◆ Extract provided:
☆ ☆ ☆ ☆

The Roller Coaster Of Traveling To Spain.
The trip was also tremendously healing, although I didn’t notice it until I returned to the United Kingdom and realized that certain things that had been hurting me a lot suddenly didn’t hurt as much. And that speaking about certain topics, debating them, confronting them, discussing them with my friends and listening to their opinions had done more for my mental health than two months of therapy.
Who knows, maybe it’s because I’m still on a high from seeing my friends, all the sun I’ve soaked up, the homemade meals I’ve begged for, and the new friends I’ve made. Maybe the high will have worn off in two weeks, and I’ll be just as sad as before, but I don’t think so.
Today, memories, friends, secret whispers in the corners, streets where I returned so many nights from parties with laughter on my lips, sunsets that I admired so many afternoons, corners where I gave so many kisses, bars where we shared so many beers and conversations, remain there.
If there’s one thing I’ve learned during these three years of college, it’s to change my relationship with the camera. My camera is much more than a tool to take photos; much more than a mere instrument. It’s my therapy, my map for when I don’t understand the world, my private therapist.
She discovered that that village was my home, and it is with her that I have taken so many walks these days, cried so much, and asked myself so many times: Did I do the right thing?
When you emigrate, it’s a question that accompanies you for life. It doesn’t mean I regret it or think I shouldn’t have left. Simply, there’s doubt. It was a great decision, and there’s no going back.
Because no matter how much you return, half of your heart will have stayed forever in another country 💔
Emigrating is building a life from scratch: sometimes a new language, often almost a new personality. New job, house, and group of friends. Sometimes new partners and families. Often new hobbies and traditions. You become part of the country you’ve emigrated to.
And you live forever with your heart divided between the country you come from and the country you live in. You’re always giving something up no matter what land you step on.

☆ ☆ ☆ ☆

◆ Stored data entries:
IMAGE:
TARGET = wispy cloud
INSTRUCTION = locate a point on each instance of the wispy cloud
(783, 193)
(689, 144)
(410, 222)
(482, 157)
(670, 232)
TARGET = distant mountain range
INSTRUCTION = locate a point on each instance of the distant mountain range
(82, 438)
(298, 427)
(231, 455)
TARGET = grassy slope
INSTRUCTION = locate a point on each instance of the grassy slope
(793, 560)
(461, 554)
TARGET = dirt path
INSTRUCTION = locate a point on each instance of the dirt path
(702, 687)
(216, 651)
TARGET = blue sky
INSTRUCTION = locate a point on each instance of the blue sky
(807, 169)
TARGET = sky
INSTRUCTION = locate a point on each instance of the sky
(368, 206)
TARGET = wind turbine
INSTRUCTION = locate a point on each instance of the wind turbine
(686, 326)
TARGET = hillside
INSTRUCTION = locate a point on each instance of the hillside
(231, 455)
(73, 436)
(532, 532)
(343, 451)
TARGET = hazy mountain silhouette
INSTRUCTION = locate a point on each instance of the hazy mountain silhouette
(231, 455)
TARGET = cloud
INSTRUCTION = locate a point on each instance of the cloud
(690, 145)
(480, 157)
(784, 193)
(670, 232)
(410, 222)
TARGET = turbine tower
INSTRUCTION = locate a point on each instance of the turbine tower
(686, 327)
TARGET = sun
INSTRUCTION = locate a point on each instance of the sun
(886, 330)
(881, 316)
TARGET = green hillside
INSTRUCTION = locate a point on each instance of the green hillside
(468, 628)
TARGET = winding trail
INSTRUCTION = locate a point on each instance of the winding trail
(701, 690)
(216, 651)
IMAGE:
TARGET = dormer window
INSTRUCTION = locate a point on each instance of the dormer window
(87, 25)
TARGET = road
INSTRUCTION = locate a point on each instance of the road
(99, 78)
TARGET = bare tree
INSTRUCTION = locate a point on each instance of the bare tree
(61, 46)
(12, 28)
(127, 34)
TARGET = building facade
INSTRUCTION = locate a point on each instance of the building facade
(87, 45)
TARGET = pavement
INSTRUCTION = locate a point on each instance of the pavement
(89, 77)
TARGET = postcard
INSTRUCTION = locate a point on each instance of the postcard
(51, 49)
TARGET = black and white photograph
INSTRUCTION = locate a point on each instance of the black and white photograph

☆ ☆ ☆ ☆

◆ Work instructions:
1) Reproduce the passage of the essay on traveling to Spain that opens with the words containing "Because no matter" and closes with "you step on.".
2) According to the essay on traveling to Spain, discussing difficult topics with friends did more for the writer's mental health than what?

◆ Numbered responses:
1)
Because no matter how much you return, half of your heart will have stayed forever in another country 💔
Emigrating is building a life from scratch: sometimes a new language, often almost a new personality. New job, house, and group of friends. Sometimes new partners and families. Often new hobbies and traditions. You become part of the country you’ve emigrated to.
And you live forever with your heart divided between the country you come from and the country you live in. You’re always giving something up no matter what land you step on.

2) Two months of therapy.